Content starts
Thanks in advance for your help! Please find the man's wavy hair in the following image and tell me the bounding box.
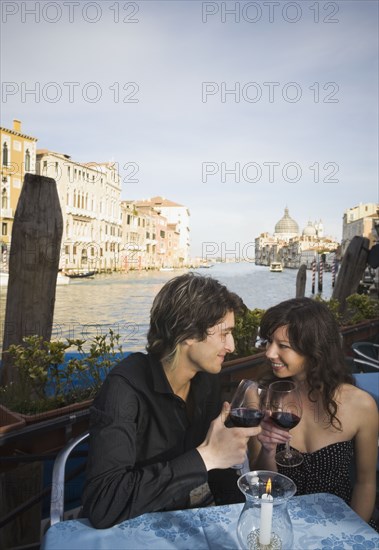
[259,297,354,429]
[146,272,242,363]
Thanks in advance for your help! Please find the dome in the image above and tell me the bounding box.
[274,208,299,235]
[303,221,316,237]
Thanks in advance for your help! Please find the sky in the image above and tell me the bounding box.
[1,0,378,258]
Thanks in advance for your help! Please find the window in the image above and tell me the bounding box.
[2,222,7,236]
[25,149,31,171]
[2,187,7,209]
[2,142,8,166]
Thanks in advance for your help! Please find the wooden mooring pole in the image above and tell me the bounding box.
[1,174,63,386]
[332,236,369,312]
[296,264,307,298]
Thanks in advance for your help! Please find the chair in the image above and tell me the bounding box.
[351,342,379,373]
[353,357,379,373]
[352,342,379,363]
[50,431,89,526]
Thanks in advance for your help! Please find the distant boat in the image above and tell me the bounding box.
[269,262,283,272]
[65,270,96,279]
[198,264,213,269]
[160,267,174,272]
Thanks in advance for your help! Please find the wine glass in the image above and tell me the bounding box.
[225,379,265,472]
[267,380,303,467]
[225,379,265,428]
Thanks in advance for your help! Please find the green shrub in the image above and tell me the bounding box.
[231,308,265,359]
[0,330,123,414]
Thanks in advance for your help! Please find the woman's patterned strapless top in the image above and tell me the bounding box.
[277,440,354,503]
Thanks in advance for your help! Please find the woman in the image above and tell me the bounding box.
[250,297,378,526]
Content ends
### EXERCISE
For your answer, write out the data exactly and drop every picture.

### RESPONSE AREA
Thanks in advance for your help! Please find the man's wavy hair in the following image and tell me the bounding box.
[259,297,354,429]
[146,272,242,363]
Thanks in advance for your help! Please find the dome in the image above and tell me the bounding box.
[274,208,299,235]
[303,221,316,237]
Thanks in advance for your help! Please find the sky in the image above and tell me the bounding box.
[1,0,378,258]
Thanks in advance for your help! Please find the window in the image above and tell me the bounding box.
[2,222,7,236]
[25,149,31,171]
[2,187,7,209]
[2,142,8,166]
Thanks in advance for your help! Please find the wooden mooring pole in the image above and tell me the bounding box.
[1,174,63,386]
[332,236,369,312]
[296,264,307,298]
Thanks in advance for your help! Please find the chair in the image above and tell me the bounding box.
[351,342,379,373]
[353,357,379,373]
[352,342,379,363]
[50,431,89,526]
Thanks in advance for your help! Please find the distant boat in the image above and tell me the bounding box.
[269,262,283,272]
[65,270,96,279]
[198,264,213,269]
[160,267,174,272]
Thanks in advance for your help! Please find the wine glass in the image above and tell me the bounding box.
[225,379,265,472]
[267,380,303,467]
[225,379,265,428]
Thanks in advance for your help! Please find the green shrub in the image above and tell me the bounding box.
[231,308,265,359]
[0,330,123,414]
Thanks in advance for your help! Please find the woman's patterned strapless top in the image above and tell me the bounding box.
[277,440,354,503]
Thanks in advance for your help! Please find the woman in the image above and tell me the bounding box.
[250,297,378,526]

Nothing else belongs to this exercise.